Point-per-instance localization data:
-.-.-
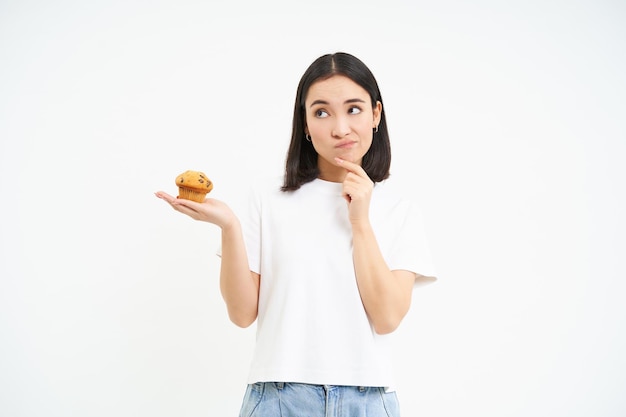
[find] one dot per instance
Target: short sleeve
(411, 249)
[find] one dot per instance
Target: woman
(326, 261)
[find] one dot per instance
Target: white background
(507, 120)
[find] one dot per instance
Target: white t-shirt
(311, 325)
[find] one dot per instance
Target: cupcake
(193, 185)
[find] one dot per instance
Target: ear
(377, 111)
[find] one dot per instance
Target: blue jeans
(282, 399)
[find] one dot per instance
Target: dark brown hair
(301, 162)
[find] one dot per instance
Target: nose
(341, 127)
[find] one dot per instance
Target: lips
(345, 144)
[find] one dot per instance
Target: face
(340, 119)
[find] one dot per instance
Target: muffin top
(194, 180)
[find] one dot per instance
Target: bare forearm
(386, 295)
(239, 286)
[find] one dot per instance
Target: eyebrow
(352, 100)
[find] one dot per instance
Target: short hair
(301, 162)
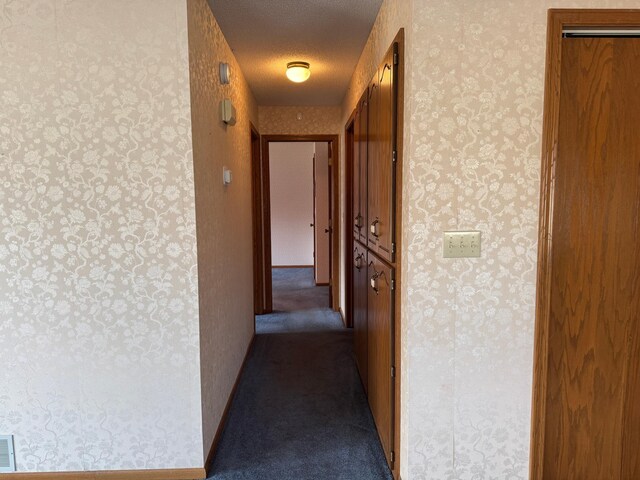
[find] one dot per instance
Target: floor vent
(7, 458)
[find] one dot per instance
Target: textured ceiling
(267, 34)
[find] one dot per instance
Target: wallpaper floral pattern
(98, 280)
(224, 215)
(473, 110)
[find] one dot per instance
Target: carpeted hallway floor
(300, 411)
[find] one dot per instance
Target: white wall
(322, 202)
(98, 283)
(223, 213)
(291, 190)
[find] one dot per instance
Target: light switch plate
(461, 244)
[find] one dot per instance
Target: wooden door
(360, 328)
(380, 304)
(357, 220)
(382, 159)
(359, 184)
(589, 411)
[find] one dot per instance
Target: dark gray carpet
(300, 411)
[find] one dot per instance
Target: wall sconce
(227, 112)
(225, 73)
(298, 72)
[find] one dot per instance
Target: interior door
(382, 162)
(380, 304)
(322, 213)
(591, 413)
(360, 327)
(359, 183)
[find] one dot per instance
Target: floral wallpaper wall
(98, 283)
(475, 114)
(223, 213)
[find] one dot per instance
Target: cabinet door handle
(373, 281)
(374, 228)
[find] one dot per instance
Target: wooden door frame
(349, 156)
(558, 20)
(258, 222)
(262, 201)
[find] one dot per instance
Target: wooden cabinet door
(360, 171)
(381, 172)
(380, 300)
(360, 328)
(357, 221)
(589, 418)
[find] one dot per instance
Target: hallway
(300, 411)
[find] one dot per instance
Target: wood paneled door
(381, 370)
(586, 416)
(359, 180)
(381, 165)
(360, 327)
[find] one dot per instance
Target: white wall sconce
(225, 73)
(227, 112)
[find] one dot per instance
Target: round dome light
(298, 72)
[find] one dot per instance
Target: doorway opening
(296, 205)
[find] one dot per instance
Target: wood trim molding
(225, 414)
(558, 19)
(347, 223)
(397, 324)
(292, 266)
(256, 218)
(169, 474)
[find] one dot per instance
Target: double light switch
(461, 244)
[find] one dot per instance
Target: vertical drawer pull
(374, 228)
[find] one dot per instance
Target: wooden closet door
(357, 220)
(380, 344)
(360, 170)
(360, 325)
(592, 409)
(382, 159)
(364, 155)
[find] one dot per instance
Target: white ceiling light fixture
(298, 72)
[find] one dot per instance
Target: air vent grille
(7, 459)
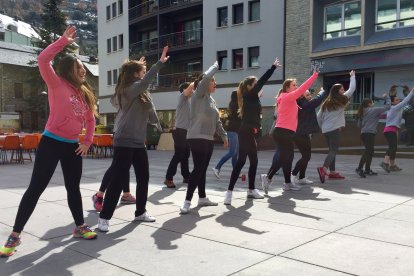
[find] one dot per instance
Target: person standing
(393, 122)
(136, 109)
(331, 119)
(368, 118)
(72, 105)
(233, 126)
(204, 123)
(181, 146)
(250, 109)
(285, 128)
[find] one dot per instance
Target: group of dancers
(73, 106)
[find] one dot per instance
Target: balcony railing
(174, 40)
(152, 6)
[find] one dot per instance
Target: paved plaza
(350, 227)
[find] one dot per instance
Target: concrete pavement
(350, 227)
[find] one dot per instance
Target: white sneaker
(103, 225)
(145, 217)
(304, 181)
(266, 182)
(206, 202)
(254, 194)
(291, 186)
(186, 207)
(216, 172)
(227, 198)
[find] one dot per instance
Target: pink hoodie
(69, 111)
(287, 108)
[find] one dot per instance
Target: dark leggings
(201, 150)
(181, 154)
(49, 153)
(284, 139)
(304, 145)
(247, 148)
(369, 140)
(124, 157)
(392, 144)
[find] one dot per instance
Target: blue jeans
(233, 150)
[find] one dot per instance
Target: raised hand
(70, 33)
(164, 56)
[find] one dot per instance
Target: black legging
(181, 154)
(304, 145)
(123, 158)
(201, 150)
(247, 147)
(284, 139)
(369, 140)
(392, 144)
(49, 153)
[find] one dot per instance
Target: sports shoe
-.-.-
WORK TO BE COMPLETED: Apart from the pictures, every record must be set down exactly.

WRITTEN RESPONSE:
[find] one dot per instance
Target: short sleeve
(411, 249)
[find] one dot per instance
Target: woman
(326, 261)
[find] one dot per instance
Target: white background
(507, 120)
[find] one dot per instance
Target: white t-shirt
(311, 325)
[find] one dot per instance
Target: cupcake
(193, 185)
[find] one dot per instance
Target: ear
(377, 111)
[find] one dot per instance
Target: blue jeans
(282, 399)
[find] one dot per instance
Target: dark brown hair
(301, 162)
[find] one dot per instance
Target: nose
(341, 127)
[find] one dot per instance
Target: lips
(345, 144)
[find] one dot per instance
Target: face
(340, 119)
[find] one dot per instance
Target: muffin top
(194, 180)
[find] one dot per instance
Target: bare forearm
(386, 295)
(239, 286)
[find] one dot per instance
Target: eyebrow
(352, 100)
[find] one dot per instance
Target: short hair
(301, 162)
[find] one dot per instance
Target: floor vent
(7, 458)
[find] one dot per instance
Target: textured ceiling
(267, 34)
[find] one dot per instance
Target: wallpaper floral pattern
(98, 280)
(224, 215)
(473, 110)
[find] one dot per instance
Target: carpeted hallway floor
(300, 411)
[find] one dot per instance
Target: white wall
(322, 202)
(98, 283)
(223, 213)
(291, 190)
[find] one dot per instance
Target: light switch plate
(461, 244)
[find] one dot per instance
Target: wooden door
(360, 328)
(380, 304)
(357, 220)
(382, 159)
(359, 184)
(589, 411)
[find] one dot per instance
Target: dark gray carpet
(300, 411)
[find] one dot per instance
Target: wall sconce
(227, 112)
(225, 73)
(298, 72)
[find] one dot per instance
Target: interior door
(382, 162)
(380, 304)
(322, 213)
(591, 413)
(360, 327)
(359, 183)
[find] one dot per instance
Target: floral wallpaper wall
(98, 283)
(475, 114)
(223, 213)
[find] one dot per instance
Target: cabinet door handle
(373, 281)
(374, 228)
[find] one dot per instance
Target: wooden door frame
(349, 156)
(558, 20)
(258, 222)
(262, 201)
[find] one dot per instance
Target: wooden cabinet door
(360, 171)
(381, 172)
(380, 300)
(360, 328)
(357, 221)
(589, 418)
[find] one dot per instance
Target: hallway
(300, 411)
[find] one dot per instance
Target: wood paneled door
(381, 370)
(586, 416)
(359, 180)
(381, 165)
(360, 327)
[find] one dot per instance
Target: white wall sconce
(225, 73)
(227, 112)
[find] one dot per instance
Target: round dome light
(298, 72)
[find] one dot per instance
Target: doorway opening
(296, 205)
[find] one dot per instance
Target: wood trim molding
(225, 414)
(558, 19)
(347, 223)
(397, 324)
(292, 266)
(256, 218)
(169, 474)
[find] one dot per instance
Target: double light switch
(461, 244)
[find] one dot per instance
Target: vertical drawer pull
(374, 228)
[find] one dot per instance
Target: wooden closet door
(357, 220)
(380, 344)
(360, 170)
(360, 325)
(592, 409)
(382, 159)
(364, 155)
[find] one dot per instance
Target: white ceiling light fixture
(298, 72)
[find] one dot per instance
Target: air vent grille
(7, 459)
[find] one dot per instance
Target: person standing
(393, 122)
(136, 109)
(331, 119)
(368, 118)
(72, 105)
(233, 126)
(204, 123)
(181, 146)
(250, 109)
(285, 128)
[find] one dot per instance
Target: group of dancers
(73, 106)
[find] one dot per instance
Target: balcony railing
(174, 40)
(152, 6)
[find] one dot per instance
Target: paved plaza
(350, 227)
[find] one dot per instance
Target: concrete pavement
(350, 227)
[find] one dot per instance
Target: white sneaker
(103, 225)
(145, 217)
(304, 181)
(266, 182)
(206, 202)
(254, 194)
(291, 186)
(186, 207)
(216, 172)
(227, 198)
[find] one dot per instance
Target: pink hoodie
(69, 111)
(287, 108)
[find] one dot per instance
Target: dark leggings
(201, 150)
(181, 154)
(49, 153)
(284, 139)
(304, 145)
(247, 148)
(369, 140)
(124, 157)
(392, 144)
[find] one dot per instance
Target: blue jeans
(233, 150)
[find] one dot per instance
Target: raised hand
(70, 33)
(164, 56)
[find] one dot per instance
Target: black legging
(181, 154)
(304, 145)
(123, 158)
(201, 150)
(247, 147)
(284, 139)
(369, 140)
(392, 144)
(49, 153)
[find] one dot per instance
Target: sports shoe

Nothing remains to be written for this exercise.